▶ **AIM**: Reproduce the records below line for line, leaving out the pictures.

▶ **RECORDS FOR THE EXERCISE**:
···

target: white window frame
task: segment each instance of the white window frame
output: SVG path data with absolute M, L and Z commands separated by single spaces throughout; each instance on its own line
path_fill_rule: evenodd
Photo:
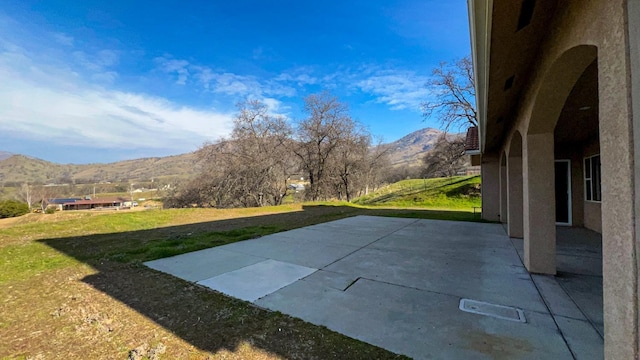
M 596 162 L 595 159 L 598 158 Z M 600 154 L 587 156 L 584 158 L 584 200 L 587 202 L 601 203 L 602 202 L 602 158 Z M 589 166 L 587 167 L 587 163 Z M 594 172 L 594 164 L 597 164 L 598 171 Z M 595 183 L 597 181 L 597 184 Z M 599 195 L 598 196 L 594 196 Z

···

▶ **REPLY**:
target: white window frame
task: segment each instance of the white window frame
output: SVG path data with absolute M, L and Z commands separated by single spaces throughout; each instance on its own line
path_fill_rule: evenodd
Photo:
M 596 162 L 595 159 L 598 158 Z M 600 154 L 587 156 L 584 158 L 584 200 L 587 202 L 601 203 L 602 202 L 602 158 Z M 589 166 L 587 167 L 587 163 Z M 594 172 L 594 164 L 597 164 L 598 171 Z M 595 183 L 597 181 L 597 184 Z M 599 195 L 598 196 L 594 196 Z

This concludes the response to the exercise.